**本文抜粋**

そうした街中で、朝から清掃されている様子を時折、タクシーやバスの車中から拝見していますと、道端のゴミの大半はタバコの吸殻ではないかと思えるのですが、実際はどうなのでしょうか?バス停などでも灰皿が備え付けてあるところと、そうでないところが様々ですが、あればあったで汚いことこの上なし。喫煙マナーを守っておられる愛煙家には申し訳ありませんが、東京千代田区の如く、禁煙都市宣言をすべき!ではと本気で思ったりしております。

さて【割れ窓理論】をご存知でしょうか?道端に放置された乗用車。何日かが過ぎ、ある日、誰かが悪ふざけて、窓を割ってしまう。途端に乗用車はそれまでとは異なり、あっという間に見るも無残に壊されてゆくというストーリー。
つまり、【割れた窓】というあるきっかけが生じたことで、この場合は【破壊行為】というべき、何かが加速度的に形成されることを意味しています。
ニューヨークの地下鉄の落書きを排除するために、徹底して掃除をした結果、地下鉄の犯罪が激減した事実はあまりにも有名ですが、これと同じことを逆から眺めた理論ということになります。

京都の街に古くから続く【門掃き】の習慣は、こうして考えて見ると景観美化とともに門前のきれいさが実は安全安心への眼に見える設計手順と知っていたからこその知恵の伝承なのかもしれません。

毎朝、自社のトイレを素手で掃除し続けて超有名なイエローハットの創業者、鍵山さんを見習うことは無理でも、せめて自らの行為で街を汚さない!会社を汚さない、あらゆる公共スペースにそんなつもりで向き合えれば、お互い様の快適が心地よさを生む善循環の流れに必ず発展してゆきます。
汚いよりきれいが好きなのは、人類の共通点のひとつ。身も心も環境もきれいをめざして、意識してきれい!がラッキーの体質を育みます!

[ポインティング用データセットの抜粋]

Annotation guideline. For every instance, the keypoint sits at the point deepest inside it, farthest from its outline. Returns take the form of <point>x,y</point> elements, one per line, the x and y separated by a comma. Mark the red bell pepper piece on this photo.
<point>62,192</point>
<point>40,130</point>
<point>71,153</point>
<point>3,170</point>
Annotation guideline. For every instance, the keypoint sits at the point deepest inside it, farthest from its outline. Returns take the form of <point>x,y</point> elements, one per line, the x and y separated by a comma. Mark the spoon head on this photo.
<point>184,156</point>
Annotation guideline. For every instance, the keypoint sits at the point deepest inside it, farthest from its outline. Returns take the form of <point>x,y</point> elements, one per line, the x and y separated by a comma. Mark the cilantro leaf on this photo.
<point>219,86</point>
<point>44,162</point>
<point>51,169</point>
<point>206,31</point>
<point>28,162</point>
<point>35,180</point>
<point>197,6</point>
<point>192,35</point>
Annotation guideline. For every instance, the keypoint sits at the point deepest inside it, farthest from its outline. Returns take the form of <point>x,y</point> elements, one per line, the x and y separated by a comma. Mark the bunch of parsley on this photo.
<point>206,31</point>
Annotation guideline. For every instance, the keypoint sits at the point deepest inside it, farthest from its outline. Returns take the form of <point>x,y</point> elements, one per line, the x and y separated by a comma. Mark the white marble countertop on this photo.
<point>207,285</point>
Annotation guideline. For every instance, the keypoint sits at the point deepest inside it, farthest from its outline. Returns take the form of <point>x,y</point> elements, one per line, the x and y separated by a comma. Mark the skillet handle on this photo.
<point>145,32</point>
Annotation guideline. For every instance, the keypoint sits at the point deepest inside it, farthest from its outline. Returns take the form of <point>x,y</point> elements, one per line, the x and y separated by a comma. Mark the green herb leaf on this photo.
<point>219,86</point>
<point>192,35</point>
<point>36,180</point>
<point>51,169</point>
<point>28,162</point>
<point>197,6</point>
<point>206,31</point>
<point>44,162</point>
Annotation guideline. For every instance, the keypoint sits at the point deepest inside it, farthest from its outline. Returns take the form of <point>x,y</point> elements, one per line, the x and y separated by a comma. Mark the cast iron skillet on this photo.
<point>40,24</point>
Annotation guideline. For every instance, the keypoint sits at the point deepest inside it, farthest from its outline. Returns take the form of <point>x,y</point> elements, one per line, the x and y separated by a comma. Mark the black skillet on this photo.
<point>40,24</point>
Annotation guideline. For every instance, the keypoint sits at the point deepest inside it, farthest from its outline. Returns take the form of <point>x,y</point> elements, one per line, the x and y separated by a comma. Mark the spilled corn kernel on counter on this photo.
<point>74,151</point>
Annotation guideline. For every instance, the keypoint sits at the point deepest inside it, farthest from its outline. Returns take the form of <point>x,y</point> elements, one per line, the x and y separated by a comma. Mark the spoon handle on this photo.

**課題の指示**
街の清掃についての文章から、次の問いに答えてください。
(a) 禁煙都市宣言の例として名前が挙がっている区はどこですか。
(b) ニューヨークの地下鉄で落書きを排除するために徹底して掃除をした結果、何が起きましたか。
(c) 毎朝自社のトイレを素手で掃除し続けたという鍵山さんは、どの会社の創業者ですか。

**課題への解答**
(a) 東京千代田区
(b) 地下鉄の犯罪が激減した。
(c) イエローハット